#### RECORDS SHOWN
#####

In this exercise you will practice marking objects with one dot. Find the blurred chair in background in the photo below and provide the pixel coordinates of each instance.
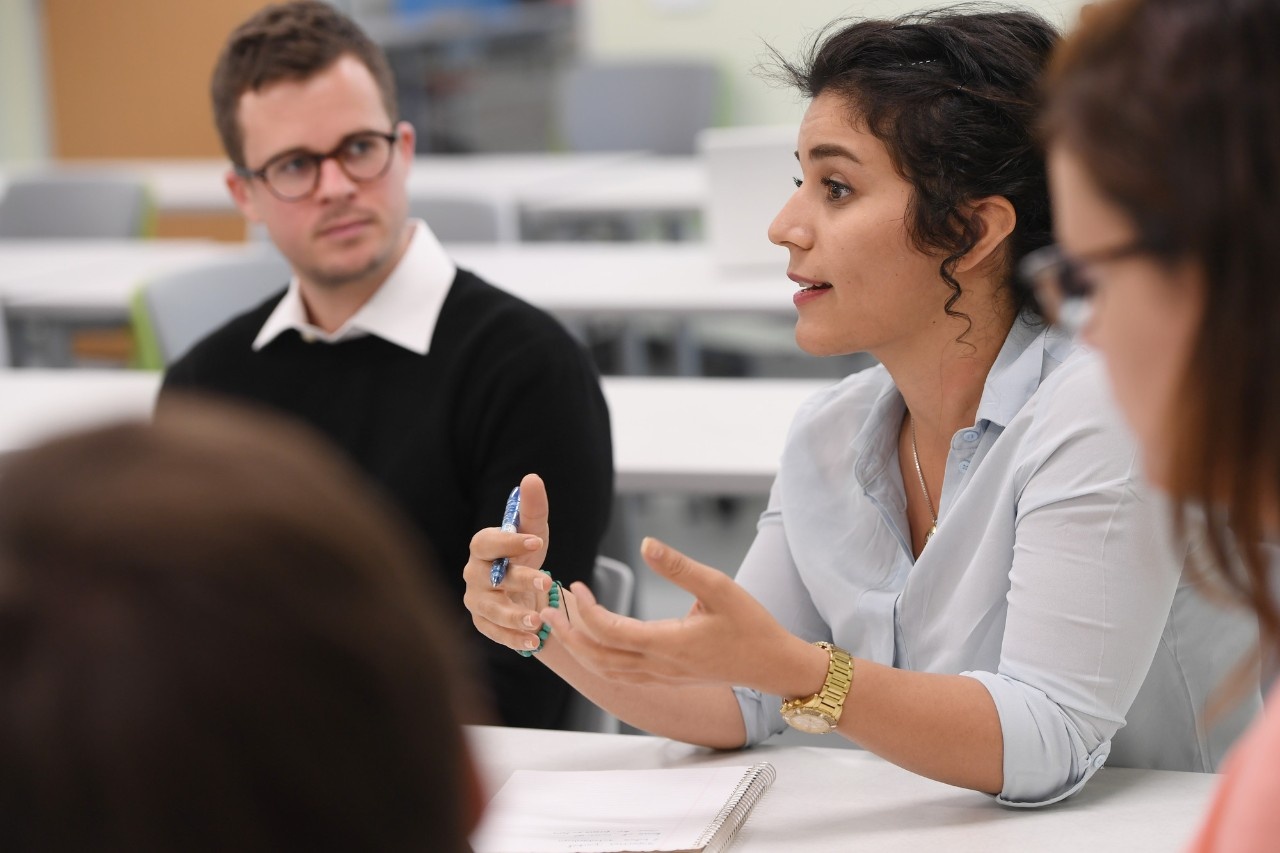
(174, 311)
(643, 105)
(465, 220)
(750, 176)
(613, 585)
(72, 206)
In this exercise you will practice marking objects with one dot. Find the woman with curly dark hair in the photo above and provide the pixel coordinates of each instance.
(958, 568)
(1169, 210)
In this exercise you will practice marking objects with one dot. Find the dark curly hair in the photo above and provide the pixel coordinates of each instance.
(1192, 155)
(954, 95)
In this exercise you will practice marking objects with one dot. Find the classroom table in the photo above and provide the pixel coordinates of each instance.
(685, 436)
(50, 287)
(849, 799)
(99, 277)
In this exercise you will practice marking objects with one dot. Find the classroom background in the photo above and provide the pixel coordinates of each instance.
(87, 82)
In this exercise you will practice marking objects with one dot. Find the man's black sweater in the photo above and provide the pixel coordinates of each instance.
(502, 392)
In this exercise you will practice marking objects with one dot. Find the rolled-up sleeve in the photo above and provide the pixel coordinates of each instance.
(1092, 582)
(769, 574)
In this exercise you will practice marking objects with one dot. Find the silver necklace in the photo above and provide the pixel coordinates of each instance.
(915, 456)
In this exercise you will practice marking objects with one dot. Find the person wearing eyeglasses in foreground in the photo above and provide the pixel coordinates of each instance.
(961, 528)
(1168, 210)
(215, 635)
(434, 382)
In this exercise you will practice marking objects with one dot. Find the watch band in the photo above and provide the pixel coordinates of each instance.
(828, 702)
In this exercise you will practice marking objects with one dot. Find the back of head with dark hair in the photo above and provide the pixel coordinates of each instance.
(291, 41)
(952, 94)
(1174, 109)
(213, 638)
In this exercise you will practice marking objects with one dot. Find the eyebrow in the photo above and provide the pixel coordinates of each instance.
(828, 150)
(304, 149)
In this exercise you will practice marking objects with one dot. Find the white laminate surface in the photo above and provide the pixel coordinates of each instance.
(39, 405)
(60, 278)
(849, 799)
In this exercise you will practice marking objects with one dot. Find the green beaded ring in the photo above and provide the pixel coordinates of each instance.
(545, 630)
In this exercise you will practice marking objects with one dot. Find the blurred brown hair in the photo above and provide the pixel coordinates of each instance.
(954, 95)
(1174, 108)
(289, 41)
(213, 637)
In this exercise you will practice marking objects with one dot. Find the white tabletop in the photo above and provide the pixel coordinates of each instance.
(37, 405)
(99, 278)
(848, 799)
(639, 185)
(696, 436)
(508, 179)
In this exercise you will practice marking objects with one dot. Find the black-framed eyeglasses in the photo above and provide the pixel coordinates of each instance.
(1061, 283)
(293, 176)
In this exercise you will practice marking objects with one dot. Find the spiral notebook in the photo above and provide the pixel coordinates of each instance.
(675, 810)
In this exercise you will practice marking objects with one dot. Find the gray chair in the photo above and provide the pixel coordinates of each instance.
(613, 585)
(174, 311)
(640, 105)
(464, 220)
(73, 206)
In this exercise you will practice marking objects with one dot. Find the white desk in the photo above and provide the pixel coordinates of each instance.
(700, 436)
(694, 436)
(37, 405)
(92, 278)
(848, 799)
(97, 278)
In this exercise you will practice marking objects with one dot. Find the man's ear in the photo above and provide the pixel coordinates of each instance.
(474, 793)
(406, 138)
(242, 195)
(995, 218)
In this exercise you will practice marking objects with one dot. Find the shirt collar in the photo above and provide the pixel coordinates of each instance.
(402, 311)
(1029, 354)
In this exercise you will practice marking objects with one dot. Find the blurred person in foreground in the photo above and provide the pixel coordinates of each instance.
(958, 568)
(1164, 129)
(443, 388)
(215, 637)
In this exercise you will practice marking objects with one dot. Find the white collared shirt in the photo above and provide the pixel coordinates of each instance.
(402, 310)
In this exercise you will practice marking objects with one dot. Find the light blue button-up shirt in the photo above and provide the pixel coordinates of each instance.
(1052, 576)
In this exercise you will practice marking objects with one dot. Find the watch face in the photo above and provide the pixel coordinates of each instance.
(809, 723)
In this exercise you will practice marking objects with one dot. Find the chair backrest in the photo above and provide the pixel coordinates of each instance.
(464, 220)
(750, 174)
(643, 105)
(613, 585)
(174, 311)
(72, 206)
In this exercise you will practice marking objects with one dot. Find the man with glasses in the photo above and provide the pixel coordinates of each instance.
(442, 387)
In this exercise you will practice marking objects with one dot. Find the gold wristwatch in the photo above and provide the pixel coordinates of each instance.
(819, 712)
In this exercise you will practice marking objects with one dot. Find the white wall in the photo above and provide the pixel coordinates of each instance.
(734, 35)
(23, 132)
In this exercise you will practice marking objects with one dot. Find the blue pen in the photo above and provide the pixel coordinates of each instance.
(510, 521)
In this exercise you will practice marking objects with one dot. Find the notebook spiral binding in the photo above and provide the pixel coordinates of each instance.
(730, 820)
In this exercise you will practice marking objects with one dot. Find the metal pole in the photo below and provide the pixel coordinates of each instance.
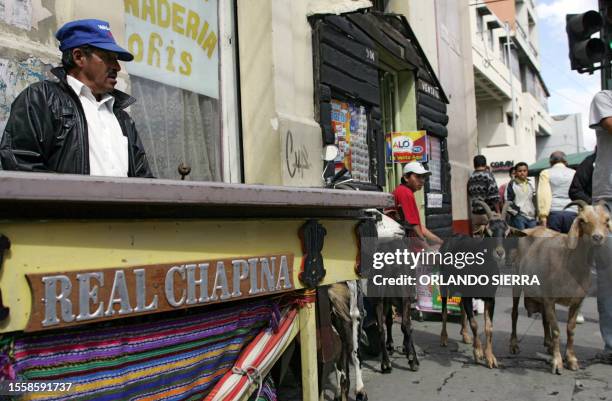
(605, 74)
(508, 45)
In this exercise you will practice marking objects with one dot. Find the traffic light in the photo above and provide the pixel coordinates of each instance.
(605, 10)
(584, 51)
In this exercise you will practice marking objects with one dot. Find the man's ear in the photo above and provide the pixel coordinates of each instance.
(78, 56)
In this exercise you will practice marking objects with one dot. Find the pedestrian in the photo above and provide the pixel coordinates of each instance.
(521, 194)
(553, 194)
(600, 120)
(413, 179)
(481, 186)
(581, 187)
(77, 124)
(502, 189)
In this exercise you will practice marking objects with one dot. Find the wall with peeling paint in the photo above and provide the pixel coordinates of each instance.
(282, 141)
(28, 47)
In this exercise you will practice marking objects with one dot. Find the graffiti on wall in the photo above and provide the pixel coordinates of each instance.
(15, 76)
(23, 14)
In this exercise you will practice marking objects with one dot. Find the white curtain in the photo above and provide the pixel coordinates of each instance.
(177, 126)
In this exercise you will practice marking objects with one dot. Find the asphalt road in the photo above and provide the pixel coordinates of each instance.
(451, 374)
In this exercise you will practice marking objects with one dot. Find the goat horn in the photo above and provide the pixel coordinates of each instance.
(485, 207)
(505, 210)
(578, 202)
(603, 203)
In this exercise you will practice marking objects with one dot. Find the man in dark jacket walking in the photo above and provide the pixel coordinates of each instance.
(77, 125)
(581, 187)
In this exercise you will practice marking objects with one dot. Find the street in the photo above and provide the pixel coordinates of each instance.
(451, 374)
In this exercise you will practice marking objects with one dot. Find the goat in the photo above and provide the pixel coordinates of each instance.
(382, 300)
(346, 322)
(563, 268)
(498, 231)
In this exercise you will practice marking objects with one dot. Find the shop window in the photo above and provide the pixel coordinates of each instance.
(350, 126)
(175, 78)
(435, 163)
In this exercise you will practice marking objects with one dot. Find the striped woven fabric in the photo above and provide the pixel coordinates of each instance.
(171, 359)
(268, 391)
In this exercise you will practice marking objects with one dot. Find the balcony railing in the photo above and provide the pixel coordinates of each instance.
(520, 29)
(522, 32)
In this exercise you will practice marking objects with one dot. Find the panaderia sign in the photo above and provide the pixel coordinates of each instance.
(175, 43)
(77, 297)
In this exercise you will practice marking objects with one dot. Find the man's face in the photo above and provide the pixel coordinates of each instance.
(521, 173)
(415, 181)
(98, 70)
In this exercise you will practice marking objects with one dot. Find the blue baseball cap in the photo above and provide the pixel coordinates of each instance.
(93, 32)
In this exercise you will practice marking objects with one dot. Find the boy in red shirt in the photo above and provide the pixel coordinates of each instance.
(412, 181)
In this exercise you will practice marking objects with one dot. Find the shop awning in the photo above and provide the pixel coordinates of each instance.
(40, 195)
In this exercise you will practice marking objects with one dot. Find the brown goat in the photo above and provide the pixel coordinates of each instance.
(562, 264)
(346, 320)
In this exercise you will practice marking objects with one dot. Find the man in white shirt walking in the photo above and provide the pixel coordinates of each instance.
(600, 120)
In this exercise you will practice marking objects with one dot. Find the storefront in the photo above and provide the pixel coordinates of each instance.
(373, 79)
(158, 289)
(133, 288)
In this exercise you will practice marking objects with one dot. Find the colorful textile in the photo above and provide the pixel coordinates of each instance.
(259, 356)
(268, 391)
(170, 359)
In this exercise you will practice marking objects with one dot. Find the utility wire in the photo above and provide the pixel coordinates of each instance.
(486, 2)
(566, 73)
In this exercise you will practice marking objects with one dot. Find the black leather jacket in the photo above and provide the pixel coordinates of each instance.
(47, 131)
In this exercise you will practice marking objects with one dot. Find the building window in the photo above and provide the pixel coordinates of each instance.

#####

#### CHALLENGE
Keep only the lines from the one containing "the man's face" to the end of the entries, and repeat them exactly.

#### RESULT FOR THIS EXERCISE
In this exercise you will practice marking objects with one dot. Find the man's face in the photo above and provide the pixel coordinates of each instance.
(521, 173)
(415, 181)
(98, 70)
In this exercise you will practice marking objects with one dot. Find the blue baseball cap in the photo above and provide the pixel coordinates of each instance.
(93, 32)
In this exercise you will practice marking objects with one dot. Find the boy in red shirt in the photo above and provide the pixel coordinates of each instance.
(412, 181)
In this exercise you will practice marking objects with one dot. Find the shop awning in the photo above and provide the pixel coordinates of each instance.
(40, 195)
In this exercise you will practice marking objects with one dot. Find the brown goat in the photo above and provide the pixel coordinates of each instance.
(562, 264)
(346, 320)
In this exercise you will practice marking objects with one dot. Find the man in white shirt walking in the photo above and provide the pixel coordinates of each instance.
(600, 120)
In this exercise you will practice marking objects with one dot. Find the storefront in the photo above and provide the pixel coordinates of each instance.
(373, 79)
(158, 289)
(133, 288)
In this exercise you will practice marking objects with one dot. Find the colorful textile in the photo above and provide the pixel coordinates of each instance.
(259, 356)
(268, 391)
(170, 359)
In this exercise you will practice marking objects with one dot. Find the utility wire in the photo above and provide the pixel coordinates of each instance.
(486, 2)
(566, 73)
In this exercise you will practice marking objects with one dot. Find the black leather jacket in the photo above and provide the pixel coordinates of each instance.
(47, 131)
In this exercise you will practice marking objects with one dot. Find the building window in the photo above and provide the pixel coordinates of each instance.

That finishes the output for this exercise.